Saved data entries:
▬▬▬▬▬▬
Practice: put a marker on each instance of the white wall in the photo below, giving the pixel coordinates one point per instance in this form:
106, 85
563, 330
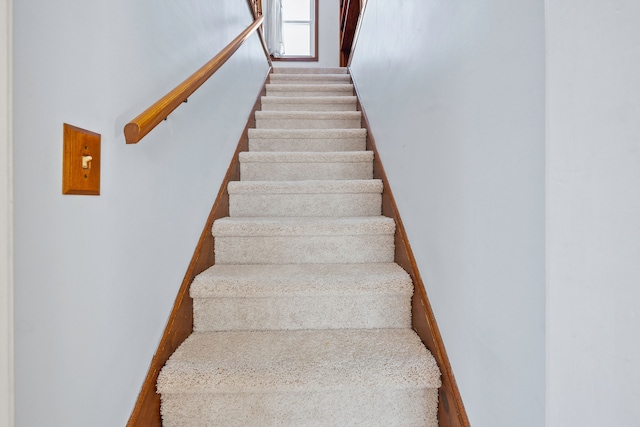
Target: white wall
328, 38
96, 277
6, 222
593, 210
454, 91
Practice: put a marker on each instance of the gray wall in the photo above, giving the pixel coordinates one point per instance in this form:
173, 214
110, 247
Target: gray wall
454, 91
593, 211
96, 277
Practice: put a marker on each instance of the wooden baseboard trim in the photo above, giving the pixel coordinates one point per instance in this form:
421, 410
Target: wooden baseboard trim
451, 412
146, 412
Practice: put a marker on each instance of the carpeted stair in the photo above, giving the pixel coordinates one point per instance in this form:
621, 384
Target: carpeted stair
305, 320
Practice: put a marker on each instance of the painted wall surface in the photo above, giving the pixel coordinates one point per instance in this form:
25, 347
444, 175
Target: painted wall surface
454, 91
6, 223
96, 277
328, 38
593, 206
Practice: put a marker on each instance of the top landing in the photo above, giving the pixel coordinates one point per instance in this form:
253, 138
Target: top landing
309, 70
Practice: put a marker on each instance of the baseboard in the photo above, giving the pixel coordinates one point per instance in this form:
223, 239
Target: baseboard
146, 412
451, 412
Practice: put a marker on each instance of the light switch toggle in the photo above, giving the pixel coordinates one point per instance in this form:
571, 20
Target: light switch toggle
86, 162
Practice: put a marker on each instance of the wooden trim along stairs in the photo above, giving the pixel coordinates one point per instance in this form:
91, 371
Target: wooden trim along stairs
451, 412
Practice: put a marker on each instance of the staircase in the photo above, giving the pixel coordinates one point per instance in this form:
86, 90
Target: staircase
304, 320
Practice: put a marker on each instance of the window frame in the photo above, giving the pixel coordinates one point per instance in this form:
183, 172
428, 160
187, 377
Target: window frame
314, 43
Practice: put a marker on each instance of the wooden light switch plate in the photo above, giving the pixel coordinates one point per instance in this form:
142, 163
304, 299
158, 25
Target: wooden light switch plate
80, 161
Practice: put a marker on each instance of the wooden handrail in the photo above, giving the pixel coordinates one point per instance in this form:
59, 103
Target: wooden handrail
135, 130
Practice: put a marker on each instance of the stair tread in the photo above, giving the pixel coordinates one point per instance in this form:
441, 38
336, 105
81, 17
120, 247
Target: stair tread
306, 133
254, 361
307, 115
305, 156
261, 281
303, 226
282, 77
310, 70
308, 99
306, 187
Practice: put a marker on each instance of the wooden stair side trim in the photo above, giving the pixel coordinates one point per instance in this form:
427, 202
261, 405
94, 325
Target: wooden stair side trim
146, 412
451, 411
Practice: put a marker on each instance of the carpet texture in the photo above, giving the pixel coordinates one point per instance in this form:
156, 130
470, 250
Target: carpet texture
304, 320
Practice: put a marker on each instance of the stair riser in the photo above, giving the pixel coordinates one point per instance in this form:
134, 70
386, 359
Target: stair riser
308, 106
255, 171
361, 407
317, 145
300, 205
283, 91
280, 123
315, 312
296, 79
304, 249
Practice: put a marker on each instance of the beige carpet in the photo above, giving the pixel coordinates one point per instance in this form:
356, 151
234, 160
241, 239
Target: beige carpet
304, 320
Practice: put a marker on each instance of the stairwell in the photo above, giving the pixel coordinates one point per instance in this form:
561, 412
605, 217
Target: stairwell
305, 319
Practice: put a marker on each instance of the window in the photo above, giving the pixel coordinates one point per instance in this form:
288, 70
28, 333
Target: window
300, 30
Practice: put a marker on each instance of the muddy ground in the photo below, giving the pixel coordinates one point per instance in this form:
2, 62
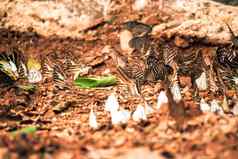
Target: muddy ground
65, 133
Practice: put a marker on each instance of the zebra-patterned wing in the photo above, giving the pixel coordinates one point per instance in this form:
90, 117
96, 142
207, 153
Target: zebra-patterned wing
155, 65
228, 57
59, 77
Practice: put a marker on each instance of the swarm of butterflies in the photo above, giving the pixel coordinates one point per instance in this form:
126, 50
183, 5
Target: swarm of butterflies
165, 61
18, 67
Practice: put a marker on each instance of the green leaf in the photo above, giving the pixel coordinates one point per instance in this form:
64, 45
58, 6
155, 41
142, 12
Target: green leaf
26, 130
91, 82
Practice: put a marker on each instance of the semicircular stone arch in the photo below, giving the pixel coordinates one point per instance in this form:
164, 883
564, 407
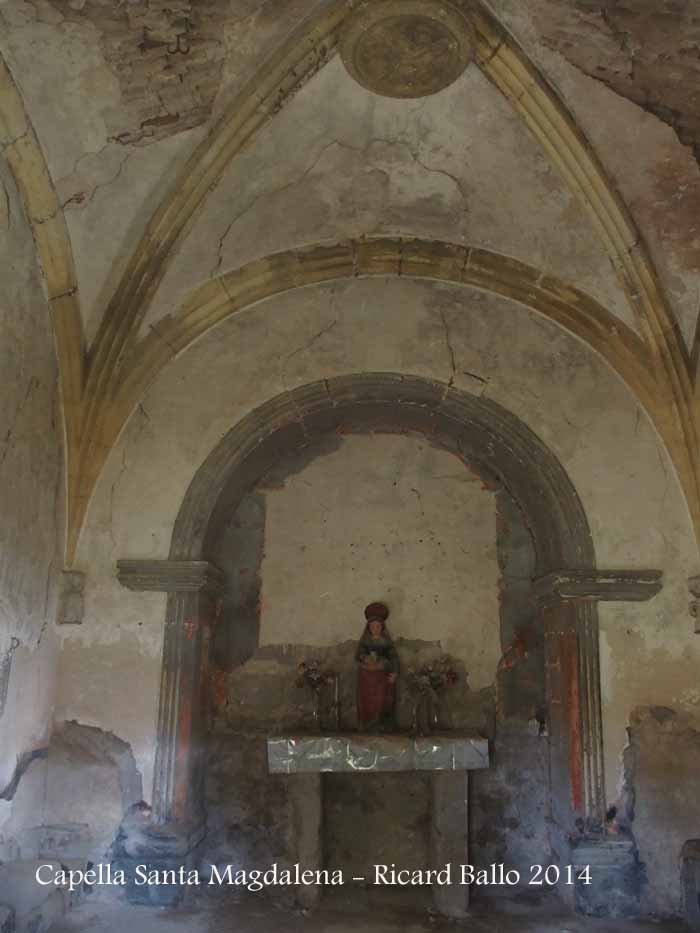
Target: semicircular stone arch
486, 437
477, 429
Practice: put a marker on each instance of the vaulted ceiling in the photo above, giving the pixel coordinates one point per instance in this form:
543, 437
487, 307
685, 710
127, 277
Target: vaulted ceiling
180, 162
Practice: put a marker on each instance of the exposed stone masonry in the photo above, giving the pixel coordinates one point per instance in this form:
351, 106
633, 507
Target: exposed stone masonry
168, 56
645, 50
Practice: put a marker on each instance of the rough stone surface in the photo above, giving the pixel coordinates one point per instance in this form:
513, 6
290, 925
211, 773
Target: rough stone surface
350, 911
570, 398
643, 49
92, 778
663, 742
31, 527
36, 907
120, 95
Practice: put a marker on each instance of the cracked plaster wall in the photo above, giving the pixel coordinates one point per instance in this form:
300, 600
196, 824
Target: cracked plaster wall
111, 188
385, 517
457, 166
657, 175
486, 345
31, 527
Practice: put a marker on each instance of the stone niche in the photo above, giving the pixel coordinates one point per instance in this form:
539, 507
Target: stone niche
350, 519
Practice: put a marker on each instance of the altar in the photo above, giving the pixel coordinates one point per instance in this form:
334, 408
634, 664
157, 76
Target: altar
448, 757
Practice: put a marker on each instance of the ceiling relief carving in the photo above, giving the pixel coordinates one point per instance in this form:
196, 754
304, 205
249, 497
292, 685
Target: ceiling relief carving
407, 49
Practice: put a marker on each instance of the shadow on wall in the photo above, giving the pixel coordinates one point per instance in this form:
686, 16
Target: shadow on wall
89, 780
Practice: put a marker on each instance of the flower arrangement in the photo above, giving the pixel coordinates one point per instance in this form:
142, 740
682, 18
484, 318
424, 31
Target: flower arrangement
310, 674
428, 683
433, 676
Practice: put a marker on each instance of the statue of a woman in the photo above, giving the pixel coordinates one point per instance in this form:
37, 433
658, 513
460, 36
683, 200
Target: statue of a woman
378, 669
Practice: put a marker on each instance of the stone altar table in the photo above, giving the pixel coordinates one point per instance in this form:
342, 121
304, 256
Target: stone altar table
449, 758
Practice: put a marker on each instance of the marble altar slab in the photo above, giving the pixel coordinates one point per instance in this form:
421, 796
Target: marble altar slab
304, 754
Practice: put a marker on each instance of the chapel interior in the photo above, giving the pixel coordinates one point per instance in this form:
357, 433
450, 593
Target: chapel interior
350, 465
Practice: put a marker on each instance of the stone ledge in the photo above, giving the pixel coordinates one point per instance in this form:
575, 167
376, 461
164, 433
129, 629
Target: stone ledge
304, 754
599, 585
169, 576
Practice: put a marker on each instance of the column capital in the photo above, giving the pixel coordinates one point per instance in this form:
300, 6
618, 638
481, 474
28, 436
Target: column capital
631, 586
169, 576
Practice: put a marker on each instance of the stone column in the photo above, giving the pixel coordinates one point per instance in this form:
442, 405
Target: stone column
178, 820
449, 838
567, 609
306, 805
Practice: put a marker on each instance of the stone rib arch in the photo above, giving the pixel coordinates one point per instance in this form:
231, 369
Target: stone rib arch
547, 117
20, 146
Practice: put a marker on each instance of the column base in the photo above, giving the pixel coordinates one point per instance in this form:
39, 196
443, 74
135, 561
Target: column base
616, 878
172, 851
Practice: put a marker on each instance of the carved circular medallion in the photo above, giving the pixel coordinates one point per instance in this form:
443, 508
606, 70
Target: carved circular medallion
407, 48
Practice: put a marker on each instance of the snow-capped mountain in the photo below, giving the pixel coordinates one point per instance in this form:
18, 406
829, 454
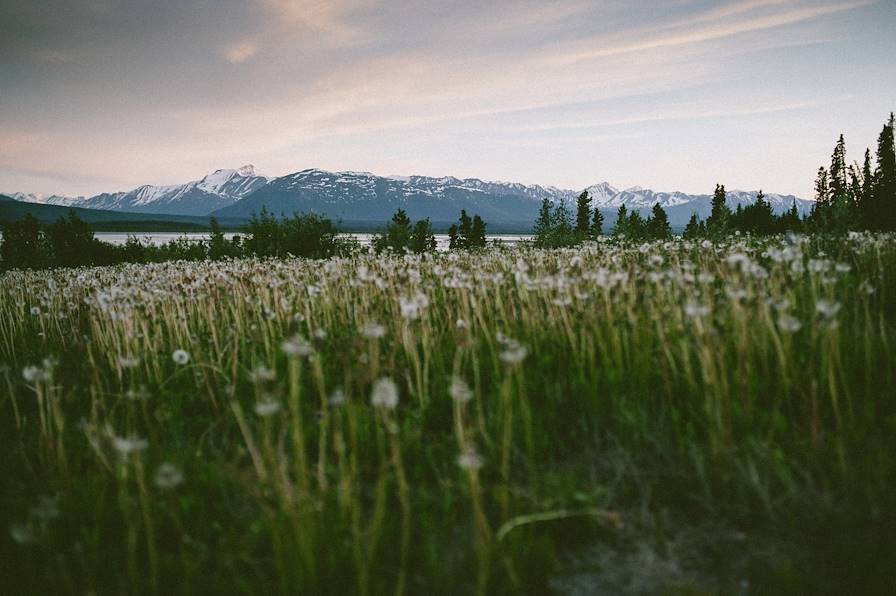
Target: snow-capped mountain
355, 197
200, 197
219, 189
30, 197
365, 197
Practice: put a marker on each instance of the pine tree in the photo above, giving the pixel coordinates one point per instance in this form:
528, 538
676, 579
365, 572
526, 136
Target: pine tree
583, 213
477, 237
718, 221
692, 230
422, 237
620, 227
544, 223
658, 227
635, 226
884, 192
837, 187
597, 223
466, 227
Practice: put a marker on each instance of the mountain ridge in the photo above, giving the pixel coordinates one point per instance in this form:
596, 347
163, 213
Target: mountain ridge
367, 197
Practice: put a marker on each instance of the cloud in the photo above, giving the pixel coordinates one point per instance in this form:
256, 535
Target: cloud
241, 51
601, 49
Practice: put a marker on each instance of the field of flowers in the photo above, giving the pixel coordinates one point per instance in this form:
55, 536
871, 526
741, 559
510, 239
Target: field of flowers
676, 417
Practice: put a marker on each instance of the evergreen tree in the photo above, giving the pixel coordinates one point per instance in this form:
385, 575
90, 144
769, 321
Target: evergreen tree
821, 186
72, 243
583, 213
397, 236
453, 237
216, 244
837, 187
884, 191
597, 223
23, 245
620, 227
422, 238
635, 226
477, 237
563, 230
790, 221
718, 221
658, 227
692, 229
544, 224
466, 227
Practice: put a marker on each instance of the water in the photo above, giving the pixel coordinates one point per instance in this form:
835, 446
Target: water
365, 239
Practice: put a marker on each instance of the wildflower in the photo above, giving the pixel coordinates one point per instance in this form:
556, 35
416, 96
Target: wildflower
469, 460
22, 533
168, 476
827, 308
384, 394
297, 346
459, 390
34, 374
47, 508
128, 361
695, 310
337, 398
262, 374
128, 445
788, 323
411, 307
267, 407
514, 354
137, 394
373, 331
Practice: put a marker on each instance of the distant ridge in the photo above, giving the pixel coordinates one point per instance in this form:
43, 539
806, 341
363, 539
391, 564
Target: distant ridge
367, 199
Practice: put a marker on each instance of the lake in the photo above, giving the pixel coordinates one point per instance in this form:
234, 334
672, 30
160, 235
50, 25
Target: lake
▬▬▬▬▬▬
Put the stretch from the line containing "Practice: put a marker on each instance of the lake" through the last line of the items into a numbered list, leaving out any blank lines.

SOLUTION TO THIS PROBLEM:
1. Practice: put a marker on each instance of the lake in the photo above, giving the pixel coordinates one point per instance in this form:
2. 234, 334
3. 672, 30
4. 160, 235
5. 50, 25
6. Target: lake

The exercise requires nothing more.